* **Problem to solve**: Examine the entries and show every line in which the word "negative" is found.

* **Provided information**:
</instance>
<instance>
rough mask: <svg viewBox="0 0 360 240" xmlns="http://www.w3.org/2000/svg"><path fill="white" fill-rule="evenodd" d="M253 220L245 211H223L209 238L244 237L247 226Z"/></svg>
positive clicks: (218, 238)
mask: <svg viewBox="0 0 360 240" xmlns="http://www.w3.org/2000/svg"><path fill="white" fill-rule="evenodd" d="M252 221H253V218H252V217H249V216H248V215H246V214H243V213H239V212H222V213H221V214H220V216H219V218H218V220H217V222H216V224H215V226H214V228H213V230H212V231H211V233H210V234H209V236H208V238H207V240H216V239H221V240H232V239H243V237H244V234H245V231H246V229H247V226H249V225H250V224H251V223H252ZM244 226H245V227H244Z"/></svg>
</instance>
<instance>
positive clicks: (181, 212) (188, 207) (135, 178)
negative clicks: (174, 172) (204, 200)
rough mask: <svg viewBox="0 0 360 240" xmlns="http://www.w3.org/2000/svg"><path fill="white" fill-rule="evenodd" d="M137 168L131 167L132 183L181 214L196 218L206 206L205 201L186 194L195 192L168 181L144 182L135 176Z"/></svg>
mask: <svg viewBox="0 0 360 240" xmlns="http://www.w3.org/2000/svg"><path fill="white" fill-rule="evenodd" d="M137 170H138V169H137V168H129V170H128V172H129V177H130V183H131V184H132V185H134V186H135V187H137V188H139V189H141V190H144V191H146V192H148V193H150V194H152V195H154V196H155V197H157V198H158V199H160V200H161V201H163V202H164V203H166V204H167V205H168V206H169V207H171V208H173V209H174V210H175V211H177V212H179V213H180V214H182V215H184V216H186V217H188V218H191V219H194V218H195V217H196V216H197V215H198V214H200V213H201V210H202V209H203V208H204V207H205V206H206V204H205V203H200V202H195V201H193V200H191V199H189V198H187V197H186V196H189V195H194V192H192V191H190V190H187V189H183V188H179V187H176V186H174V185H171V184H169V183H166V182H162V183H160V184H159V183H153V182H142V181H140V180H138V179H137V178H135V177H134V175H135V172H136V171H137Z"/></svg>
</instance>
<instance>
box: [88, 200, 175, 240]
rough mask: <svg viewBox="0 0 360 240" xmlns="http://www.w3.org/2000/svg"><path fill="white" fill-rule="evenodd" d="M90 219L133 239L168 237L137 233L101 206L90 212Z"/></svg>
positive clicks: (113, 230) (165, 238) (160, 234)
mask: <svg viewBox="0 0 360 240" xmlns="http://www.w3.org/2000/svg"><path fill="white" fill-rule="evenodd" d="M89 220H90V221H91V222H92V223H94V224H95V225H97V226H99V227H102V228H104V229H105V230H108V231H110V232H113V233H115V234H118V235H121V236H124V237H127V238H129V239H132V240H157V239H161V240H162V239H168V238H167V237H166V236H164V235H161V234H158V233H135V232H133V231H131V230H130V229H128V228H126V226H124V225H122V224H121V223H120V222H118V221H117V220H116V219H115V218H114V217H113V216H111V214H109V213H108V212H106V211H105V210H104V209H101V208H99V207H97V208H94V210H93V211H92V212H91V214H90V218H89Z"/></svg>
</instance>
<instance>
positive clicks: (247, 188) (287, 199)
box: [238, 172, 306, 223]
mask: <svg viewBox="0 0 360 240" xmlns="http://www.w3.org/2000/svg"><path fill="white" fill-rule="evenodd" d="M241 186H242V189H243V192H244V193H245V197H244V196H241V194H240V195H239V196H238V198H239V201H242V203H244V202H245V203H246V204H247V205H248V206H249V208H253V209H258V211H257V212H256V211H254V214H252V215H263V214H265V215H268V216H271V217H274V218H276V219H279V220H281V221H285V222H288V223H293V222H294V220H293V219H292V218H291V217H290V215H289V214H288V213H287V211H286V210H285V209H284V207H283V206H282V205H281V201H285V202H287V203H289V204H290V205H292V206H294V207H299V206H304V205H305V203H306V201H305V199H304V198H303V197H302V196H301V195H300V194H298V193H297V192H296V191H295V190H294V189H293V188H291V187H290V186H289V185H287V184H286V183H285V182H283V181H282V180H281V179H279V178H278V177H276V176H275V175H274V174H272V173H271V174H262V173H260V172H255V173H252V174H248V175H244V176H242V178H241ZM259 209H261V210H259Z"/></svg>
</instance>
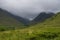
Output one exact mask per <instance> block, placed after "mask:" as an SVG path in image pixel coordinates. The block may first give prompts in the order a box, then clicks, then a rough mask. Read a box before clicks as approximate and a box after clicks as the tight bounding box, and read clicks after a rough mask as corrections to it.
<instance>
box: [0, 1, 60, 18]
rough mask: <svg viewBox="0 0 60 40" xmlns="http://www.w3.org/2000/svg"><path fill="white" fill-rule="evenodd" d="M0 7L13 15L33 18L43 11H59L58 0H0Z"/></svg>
mask: <svg viewBox="0 0 60 40" xmlns="http://www.w3.org/2000/svg"><path fill="white" fill-rule="evenodd" d="M0 8H3V9H5V10H7V11H9V12H11V13H13V14H14V15H18V16H22V17H25V18H34V17H36V16H37V15H38V14H39V13H40V12H43V11H46V12H47V11H49V12H58V11H60V0H0Z"/></svg>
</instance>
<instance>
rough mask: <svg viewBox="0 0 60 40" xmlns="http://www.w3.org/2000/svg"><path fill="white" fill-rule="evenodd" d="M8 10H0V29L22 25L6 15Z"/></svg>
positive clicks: (15, 19) (17, 26) (10, 28)
mask: <svg viewBox="0 0 60 40" xmlns="http://www.w3.org/2000/svg"><path fill="white" fill-rule="evenodd" d="M8 13H9V12H6V11H0V30H1V29H2V30H8V29H15V28H18V27H20V28H21V27H24V26H23V24H22V23H21V22H19V21H17V20H16V19H14V18H12V17H10V16H9V15H8Z"/></svg>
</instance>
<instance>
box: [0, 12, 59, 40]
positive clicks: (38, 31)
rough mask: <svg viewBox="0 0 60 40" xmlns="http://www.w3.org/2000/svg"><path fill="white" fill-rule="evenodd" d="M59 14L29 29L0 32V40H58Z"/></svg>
mask: <svg viewBox="0 0 60 40" xmlns="http://www.w3.org/2000/svg"><path fill="white" fill-rule="evenodd" d="M59 30H60V13H57V14H56V15H54V16H53V17H51V18H48V19H47V20H45V21H44V22H42V23H38V24H36V25H34V26H31V27H29V28H25V29H21V30H14V31H5V32H0V40H60V31H59Z"/></svg>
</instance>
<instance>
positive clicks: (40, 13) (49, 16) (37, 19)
mask: <svg viewBox="0 0 60 40" xmlns="http://www.w3.org/2000/svg"><path fill="white" fill-rule="evenodd" d="M54 15H55V14H54V13H52V12H41V13H40V14H39V15H38V16H37V17H36V18H35V19H34V20H33V21H32V23H33V24H35V23H38V22H43V21H45V20H46V19H48V18H50V17H52V16H54Z"/></svg>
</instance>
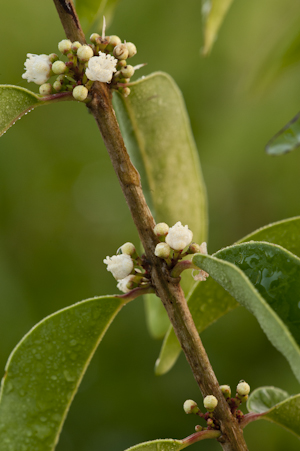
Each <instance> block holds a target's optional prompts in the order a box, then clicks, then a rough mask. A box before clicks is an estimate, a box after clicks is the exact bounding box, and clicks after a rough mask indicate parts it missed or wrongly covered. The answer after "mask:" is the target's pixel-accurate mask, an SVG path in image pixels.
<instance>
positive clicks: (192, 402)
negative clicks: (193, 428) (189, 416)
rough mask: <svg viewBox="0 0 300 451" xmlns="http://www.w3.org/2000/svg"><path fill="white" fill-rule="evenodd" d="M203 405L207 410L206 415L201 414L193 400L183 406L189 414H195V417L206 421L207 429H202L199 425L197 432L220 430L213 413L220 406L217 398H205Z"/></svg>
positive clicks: (194, 414)
mask: <svg viewBox="0 0 300 451" xmlns="http://www.w3.org/2000/svg"><path fill="white" fill-rule="evenodd" d="M203 405H204V408H205V409H206V412H205V413H203V412H201V410H200V409H199V407H198V405H197V403H196V402H195V401H193V400H192V399H187V400H186V401H185V403H184V404H183V410H184V411H185V413H187V414H191V413H193V414H194V415H198V416H199V417H201V418H203V419H204V420H205V421H206V427H202V426H200V425H199V424H197V425H196V426H195V430H196V432H199V431H203V430H211V429H215V430H219V429H220V425H219V422H218V421H217V419H216V418H215V417H214V413H213V412H214V410H215V408H216V407H217V405H218V400H217V398H216V397H215V396H213V395H208V396H206V397H205V398H204V400H203Z"/></svg>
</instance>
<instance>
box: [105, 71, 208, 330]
mask: <svg viewBox="0 0 300 451" xmlns="http://www.w3.org/2000/svg"><path fill="white" fill-rule="evenodd" d="M130 90H131V92H130V96H128V97H126V98H124V97H123V96H121V95H119V94H117V93H114V98H113V102H114V107H115V110H116V114H117V118H118V121H119V124H120V128H121V131H122V134H123V137H124V140H125V144H126V147H127V149H128V152H129V154H130V156H131V159H132V161H133V163H134V164H135V166H136V168H137V169H138V171H139V173H140V175H141V179H142V186H143V190H144V193H145V196H146V198H147V201H148V205H149V206H150V208H151V210H152V213H153V215H154V217H155V220H156V222H166V223H167V224H169V225H170V226H172V225H174V224H175V223H176V222H177V221H181V222H182V223H183V224H184V225H185V224H188V226H189V228H190V229H191V230H192V231H193V233H194V238H193V239H194V241H196V242H200V243H202V241H206V237H207V207H206V190H205V185H204V181H203V177H202V172H201V167H200V162H199V157H198V152H197V149H196V145H195V142H194V138H193V135H192V131H191V127H190V123H189V118H188V114H187V111H186V107H185V104H184V100H183V98H182V94H181V92H180V90H179V89H178V87H177V85H176V84H175V82H174V80H173V79H172V78H171V77H170V76H169V75H167V74H164V73H161V72H157V73H154V74H152V75H149V76H148V77H144V78H142V79H140V80H138V81H136V82H135V83H133V84H132V85H131V86H130ZM191 283H192V279H191V277H189V275H187V276H186V275H184V280H183V288H184V290H185V292H188V291H189V289H190V287H191ZM146 311H147V312H148V327H149V329H150V331H151V333H152V335H154V336H155V337H161V336H163V335H164V334H165V332H166V330H167V329H168V326H169V324H170V323H169V320H168V318H167V315H166V313H165V310H164V309H163V308H162V306H161V302H160V300H158V299H157V298H156V297H155V296H154V295H148V296H147V300H146Z"/></svg>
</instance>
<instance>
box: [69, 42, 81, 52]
mask: <svg viewBox="0 0 300 451" xmlns="http://www.w3.org/2000/svg"><path fill="white" fill-rule="evenodd" d="M80 47H81V44H80V42H78V41H75V42H73V43H72V47H71V50H72V52H73V53H77V50H78V49H80Z"/></svg>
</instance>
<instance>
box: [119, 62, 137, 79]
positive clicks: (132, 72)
mask: <svg viewBox="0 0 300 451" xmlns="http://www.w3.org/2000/svg"><path fill="white" fill-rule="evenodd" d="M121 74H122V75H123V77H124V78H130V77H132V76H133V74H134V68H133V66H130V64H128V65H127V66H125V67H123V68H122V69H121Z"/></svg>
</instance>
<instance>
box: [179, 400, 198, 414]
mask: <svg viewBox="0 0 300 451" xmlns="http://www.w3.org/2000/svg"><path fill="white" fill-rule="evenodd" d="M183 410H184V411H185V413H187V414H190V413H197V412H199V410H200V409H199V407H198V405H197V403H196V402H195V401H193V400H192V399H187V400H186V401H185V402H184V404H183Z"/></svg>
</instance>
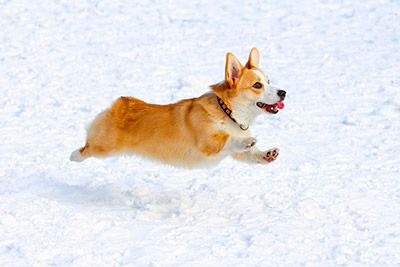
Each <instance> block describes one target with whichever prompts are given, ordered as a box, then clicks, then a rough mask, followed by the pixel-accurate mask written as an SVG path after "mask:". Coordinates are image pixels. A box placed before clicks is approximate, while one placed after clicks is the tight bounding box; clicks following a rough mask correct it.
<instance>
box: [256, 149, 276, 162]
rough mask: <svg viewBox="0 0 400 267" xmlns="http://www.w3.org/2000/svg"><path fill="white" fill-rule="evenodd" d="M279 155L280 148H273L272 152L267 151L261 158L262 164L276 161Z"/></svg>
mask: <svg viewBox="0 0 400 267" xmlns="http://www.w3.org/2000/svg"><path fill="white" fill-rule="evenodd" d="M278 155H279V149H278V148H272V149H270V150H267V151H265V152H263V153H262V154H261V155H260V156H261V160H262V162H264V163H271V162H273V161H274V160H276V158H277V157H278Z"/></svg>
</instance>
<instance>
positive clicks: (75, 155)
mask: <svg viewBox="0 0 400 267" xmlns="http://www.w3.org/2000/svg"><path fill="white" fill-rule="evenodd" d="M87 149H88V145H85V146H84V147H82V148H79V149H77V150H75V151H74V152H72V153H71V156H70V157H69V160H70V161H75V162H82V161H84V160H85V159H87V158H88V155H87Z"/></svg>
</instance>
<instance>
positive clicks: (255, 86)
mask: <svg viewBox="0 0 400 267" xmlns="http://www.w3.org/2000/svg"><path fill="white" fill-rule="evenodd" d="M253 87H254V88H257V89H260V88H262V83H259V82H256V83H255V84H253Z"/></svg>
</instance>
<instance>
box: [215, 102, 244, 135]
mask: <svg viewBox="0 0 400 267" xmlns="http://www.w3.org/2000/svg"><path fill="white" fill-rule="evenodd" d="M217 100H218V104H219V106H220V107H221V109H222V110H223V111H224V112H225V114H226V115H228V117H229V118H230V119H231V120H232V121H233V122H234V123H236V124H237V125H239V128H240V129H241V130H243V131H246V130H247V129H249V125H246V124H244V123H240V124H239V123H238V122H237V121H236V120H235V118H234V117H233V116H232V110H230V109H229V108H228V107H227V106H226V104H225V103H224V101H223V100H222V99H221V98H220V97H219V96H217Z"/></svg>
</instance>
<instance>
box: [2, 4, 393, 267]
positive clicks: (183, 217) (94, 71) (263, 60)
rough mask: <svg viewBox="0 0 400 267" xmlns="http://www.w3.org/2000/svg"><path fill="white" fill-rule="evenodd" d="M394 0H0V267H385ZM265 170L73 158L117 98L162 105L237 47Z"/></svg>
mask: <svg viewBox="0 0 400 267" xmlns="http://www.w3.org/2000/svg"><path fill="white" fill-rule="evenodd" d="M399 14H400V3H399V1H397V0H393V1H389V0H376V1H329V0H310V1H304V2H303V1H288V0H284V1H280V0H279V1H278V0H276V1H268V2H267V1H258V2H257V1H240V2H239V1H238V2H234V1H205V2H200V1H162V0H153V1H137V2H136V1H113V0H105V1H101V0H87V1H82V0H73V1H70V0H58V1H49V0H43V1H28V0H25V1H24V0H21V1H11V0H0V118H1V119H0V127H1V131H0V137H1V139H2V141H1V144H0V176H1V178H0V265H1V266H338V265H343V266H396V265H397V266H399V265H400V185H399V184H400V177H399V176H400V175H399V171H400V160H399V152H400V93H399V90H400V75H399V73H400V53H399V50H400V22H399V21H400V17H399ZM253 46H256V47H258V48H259V50H260V52H261V65H262V68H263V69H264V70H265V72H266V73H267V74H268V75H269V76H270V78H271V81H272V83H273V84H274V85H277V86H279V87H281V88H283V89H285V90H286V91H287V92H288V97H287V101H285V104H286V107H285V109H284V110H283V111H282V112H280V113H279V114H277V115H276V116H267V115H266V116H260V117H259V118H258V119H257V121H256V123H255V125H253V126H252V131H253V133H254V136H255V137H256V138H257V139H258V145H259V146H260V148H262V149H267V148H272V147H274V146H277V147H279V148H280V150H281V154H280V156H279V158H278V160H277V161H276V162H275V163H273V164H271V165H269V166H258V165H246V164H242V163H238V162H235V161H233V160H231V159H227V160H225V161H223V162H222V163H221V164H220V165H219V166H217V167H214V168H212V169H197V170H182V169H178V168H174V167H170V166H165V165H161V164H158V163H155V162H151V161H148V160H144V159H141V158H137V157H121V158H109V159H105V160H98V159H90V160H87V161H85V162H84V163H81V164H77V163H72V162H70V161H69V160H68V157H69V155H70V153H71V152H72V151H73V150H74V149H76V148H78V147H79V146H81V145H82V144H83V142H84V139H85V125H87V124H88V123H89V122H90V121H91V120H92V119H93V118H94V116H95V115H96V114H97V113H99V112H100V111H101V110H103V109H104V108H106V107H108V106H109V105H110V103H111V102H112V101H113V99H115V98H117V97H119V96H121V95H131V96H135V97H139V98H142V99H144V100H146V101H149V102H156V103H169V102H174V101H176V100H178V99H181V98H185V97H192V96H198V95H201V94H203V93H204V92H206V91H207V90H208V88H207V86H208V85H209V84H211V83H213V82H218V81H220V80H221V79H222V78H223V73H224V64H225V62H224V60H225V54H226V52H228V51H232V52H234V53H235V54H236V55H237V56H238V57H239V58H240V59H241V60H242V61H244V60H245V59H246V58H247V56H248V52H249V50H250V48H251V47H253Z"/></svg>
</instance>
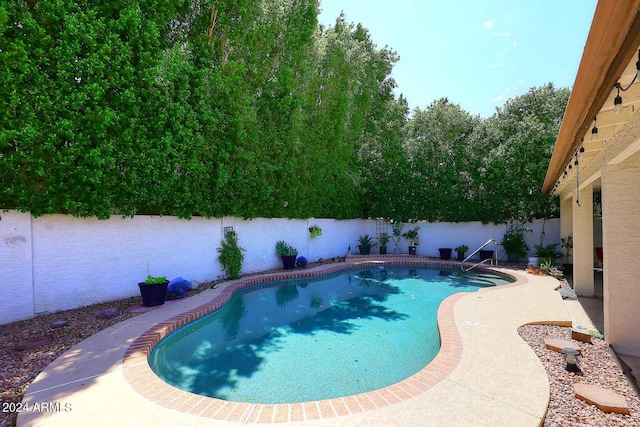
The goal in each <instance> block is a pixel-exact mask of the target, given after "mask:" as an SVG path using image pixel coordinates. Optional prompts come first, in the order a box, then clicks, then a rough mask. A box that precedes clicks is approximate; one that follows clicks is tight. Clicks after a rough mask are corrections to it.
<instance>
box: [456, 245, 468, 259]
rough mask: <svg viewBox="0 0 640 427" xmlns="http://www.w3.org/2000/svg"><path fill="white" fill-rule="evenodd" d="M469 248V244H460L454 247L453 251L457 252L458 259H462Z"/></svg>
mask: <svg viewBox="0 0 640 427" xmlns="http://www.w3.org/2000/svg"><path fill="white" fill-rule="evenodd" d="M468 250H469V246H467V245H460V246H458V247H457V248H455V251H456V252H457V253H458V261H462V260H464V254H465V253H466V252H467V251H468Z"/></svg>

* **Response to this task**:
negative clicks: (174, 172) (204, 200)
negative clicks: (193, 428) (189, 416)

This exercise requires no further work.